▶ **Source material**:
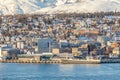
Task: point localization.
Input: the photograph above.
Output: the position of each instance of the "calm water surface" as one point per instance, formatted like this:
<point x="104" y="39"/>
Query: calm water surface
<point x="59" y="72"/>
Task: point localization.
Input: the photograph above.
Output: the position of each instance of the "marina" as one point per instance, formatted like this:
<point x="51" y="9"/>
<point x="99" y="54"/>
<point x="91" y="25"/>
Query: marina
<point x="22" y="71"/>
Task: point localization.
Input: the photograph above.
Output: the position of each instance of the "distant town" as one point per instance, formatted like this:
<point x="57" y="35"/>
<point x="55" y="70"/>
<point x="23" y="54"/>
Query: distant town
<point x="44" y="37"/>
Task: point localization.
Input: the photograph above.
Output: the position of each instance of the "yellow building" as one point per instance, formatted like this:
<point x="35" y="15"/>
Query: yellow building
<point x="55" y="51"/>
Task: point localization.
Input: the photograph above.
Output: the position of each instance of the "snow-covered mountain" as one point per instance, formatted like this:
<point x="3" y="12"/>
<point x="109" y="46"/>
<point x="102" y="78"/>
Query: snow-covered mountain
<point x="53" y="6"/>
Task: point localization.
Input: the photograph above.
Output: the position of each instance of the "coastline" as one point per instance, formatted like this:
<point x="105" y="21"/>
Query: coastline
<point x="103" y="61"/>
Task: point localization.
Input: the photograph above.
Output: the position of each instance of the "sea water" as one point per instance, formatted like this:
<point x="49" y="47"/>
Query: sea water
<point x="10" y="71"/>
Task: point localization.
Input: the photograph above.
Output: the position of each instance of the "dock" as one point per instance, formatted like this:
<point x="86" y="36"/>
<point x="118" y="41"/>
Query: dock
<point x="39" y="62"/>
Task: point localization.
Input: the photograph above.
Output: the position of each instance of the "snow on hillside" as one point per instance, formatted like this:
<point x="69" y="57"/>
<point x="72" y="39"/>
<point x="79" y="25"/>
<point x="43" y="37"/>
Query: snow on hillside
<point x="56" y="6"/>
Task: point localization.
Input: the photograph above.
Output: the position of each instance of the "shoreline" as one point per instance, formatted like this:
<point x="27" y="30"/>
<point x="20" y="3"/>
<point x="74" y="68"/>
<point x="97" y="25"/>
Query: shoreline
<point x="104" y="61"/>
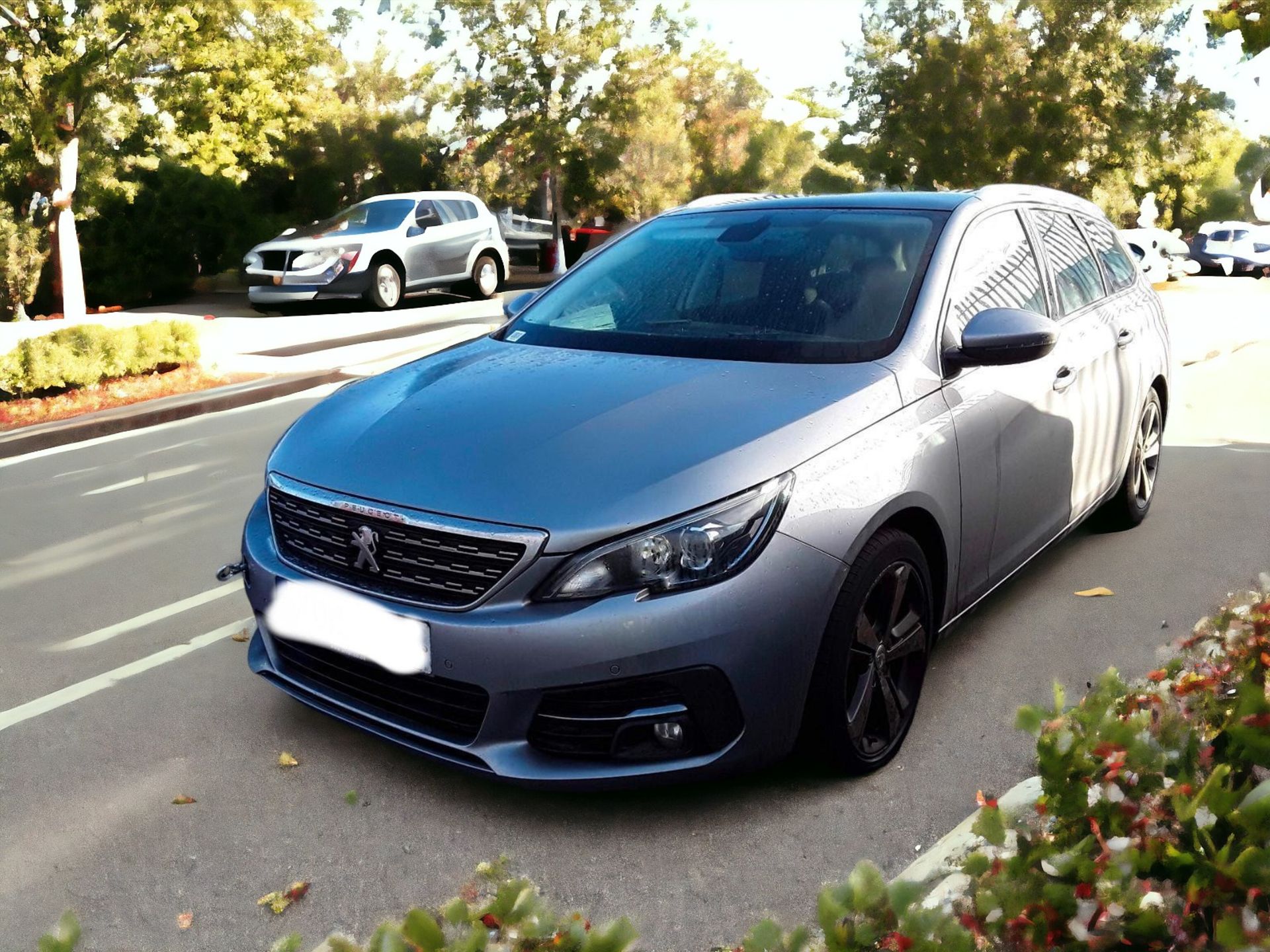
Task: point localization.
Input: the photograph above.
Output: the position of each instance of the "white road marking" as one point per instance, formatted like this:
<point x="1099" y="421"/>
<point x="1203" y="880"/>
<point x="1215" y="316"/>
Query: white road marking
<point x="74" y="692"/>
<point x="312" y="394"/>
<point x="97" y="637"/>
<point x="148" y="477"/>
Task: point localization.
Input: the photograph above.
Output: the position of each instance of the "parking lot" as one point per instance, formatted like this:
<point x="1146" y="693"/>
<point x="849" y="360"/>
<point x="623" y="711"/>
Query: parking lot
<point x="108" y="559"/>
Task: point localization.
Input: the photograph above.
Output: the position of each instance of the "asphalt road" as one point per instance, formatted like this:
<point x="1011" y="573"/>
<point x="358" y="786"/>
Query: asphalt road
<point x="103" y="532"/>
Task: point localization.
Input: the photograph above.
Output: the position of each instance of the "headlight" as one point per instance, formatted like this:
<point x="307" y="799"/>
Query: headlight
<point x="316" y="259"/>
<point x="698" y="549"/>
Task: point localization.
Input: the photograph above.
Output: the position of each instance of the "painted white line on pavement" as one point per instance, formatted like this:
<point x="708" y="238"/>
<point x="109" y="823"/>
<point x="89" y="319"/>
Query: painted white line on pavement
<point x="139" y="480"/>
<point x="74" y="692"/>
<point x="312" y="394"/>
<point x="97" y="637"/>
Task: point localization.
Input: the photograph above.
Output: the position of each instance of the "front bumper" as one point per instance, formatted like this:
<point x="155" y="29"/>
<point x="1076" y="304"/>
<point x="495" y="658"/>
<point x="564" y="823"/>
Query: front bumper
<point x="761" y="630"/>
<point x="263" y="290"/>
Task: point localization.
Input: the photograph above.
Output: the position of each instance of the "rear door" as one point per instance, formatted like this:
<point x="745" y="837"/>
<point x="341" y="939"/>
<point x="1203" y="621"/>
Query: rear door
<point x="425" y="251"/>
<point x="462" y="230"/>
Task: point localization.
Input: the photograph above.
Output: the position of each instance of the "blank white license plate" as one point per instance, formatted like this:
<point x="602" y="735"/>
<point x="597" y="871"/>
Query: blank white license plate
<point x="325" y="615"/>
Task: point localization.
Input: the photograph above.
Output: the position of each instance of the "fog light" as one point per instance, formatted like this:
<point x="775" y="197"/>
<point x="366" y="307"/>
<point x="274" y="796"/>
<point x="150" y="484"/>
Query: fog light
<point x="669" y="734"/>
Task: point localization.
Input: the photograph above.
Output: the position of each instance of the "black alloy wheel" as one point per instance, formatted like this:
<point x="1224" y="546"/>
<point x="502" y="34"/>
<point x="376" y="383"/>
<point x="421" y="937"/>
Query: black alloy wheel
<point x="873" y="659"/>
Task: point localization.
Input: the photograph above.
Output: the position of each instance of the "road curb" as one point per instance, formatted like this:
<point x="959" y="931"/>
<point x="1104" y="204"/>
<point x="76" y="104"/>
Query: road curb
<point x="148" y="413"/>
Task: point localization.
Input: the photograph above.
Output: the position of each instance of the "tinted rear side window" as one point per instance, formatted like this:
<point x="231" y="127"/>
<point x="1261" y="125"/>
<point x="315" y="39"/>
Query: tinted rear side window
<point x="1117" y="267"/>
<point x="1076" y="274"/>
<point x="995" y="268"/>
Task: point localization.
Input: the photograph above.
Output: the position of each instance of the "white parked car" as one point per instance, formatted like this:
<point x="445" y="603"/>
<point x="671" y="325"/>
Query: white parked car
<point x="1235" y="247"/>
<point x="1160" y="254"/>
<point x="382" y="249"/>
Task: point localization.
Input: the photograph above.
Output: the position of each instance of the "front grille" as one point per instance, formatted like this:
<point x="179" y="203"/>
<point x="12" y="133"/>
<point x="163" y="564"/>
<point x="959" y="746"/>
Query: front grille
<point x="415" y="564"/>
<point x="603" y="720"/>
<point x="273" y="260"/>
<point x="444" y="709"/>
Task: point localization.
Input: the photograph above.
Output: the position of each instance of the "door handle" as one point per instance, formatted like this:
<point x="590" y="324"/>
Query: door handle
<point x="1066" y="377"/>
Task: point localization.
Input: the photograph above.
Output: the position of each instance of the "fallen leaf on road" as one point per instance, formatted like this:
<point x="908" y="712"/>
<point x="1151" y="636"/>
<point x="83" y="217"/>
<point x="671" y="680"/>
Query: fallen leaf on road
<point x="277" y="902"/>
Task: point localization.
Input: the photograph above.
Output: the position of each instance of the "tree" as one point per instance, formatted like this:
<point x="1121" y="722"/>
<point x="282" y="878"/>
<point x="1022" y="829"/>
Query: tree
<point x="216" y="83"/>
<point x="535" y="67"/>
<point x="1251" y="18"/>
<point x="1043" y="92"/>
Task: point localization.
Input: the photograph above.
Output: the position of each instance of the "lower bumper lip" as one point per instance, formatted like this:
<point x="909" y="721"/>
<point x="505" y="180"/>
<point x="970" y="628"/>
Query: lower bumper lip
<point x="517" y="651"/>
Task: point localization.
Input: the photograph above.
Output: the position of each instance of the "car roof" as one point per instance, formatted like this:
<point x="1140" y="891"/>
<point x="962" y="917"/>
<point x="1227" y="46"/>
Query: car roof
<point x="919" y="201"/>
<point x="417" y="196"/>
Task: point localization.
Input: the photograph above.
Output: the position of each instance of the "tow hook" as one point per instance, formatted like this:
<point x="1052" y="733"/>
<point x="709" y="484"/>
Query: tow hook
<point x="229" y="571"/>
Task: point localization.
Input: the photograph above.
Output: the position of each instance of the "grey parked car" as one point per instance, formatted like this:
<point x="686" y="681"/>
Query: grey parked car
<point x="715" y="491"/>
<point x="380" y="251"/>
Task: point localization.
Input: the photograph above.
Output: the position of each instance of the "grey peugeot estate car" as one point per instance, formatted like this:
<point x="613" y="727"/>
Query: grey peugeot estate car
<point x="716" y="491"/>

▶ **Task**:
Copy out each line above that contains the string "peugeot".

▶ **Final result**:
Output: the position of each instance of the "grey peugeot estate car" as one point per instance, formatted like this:
Query: grey peugeot estate car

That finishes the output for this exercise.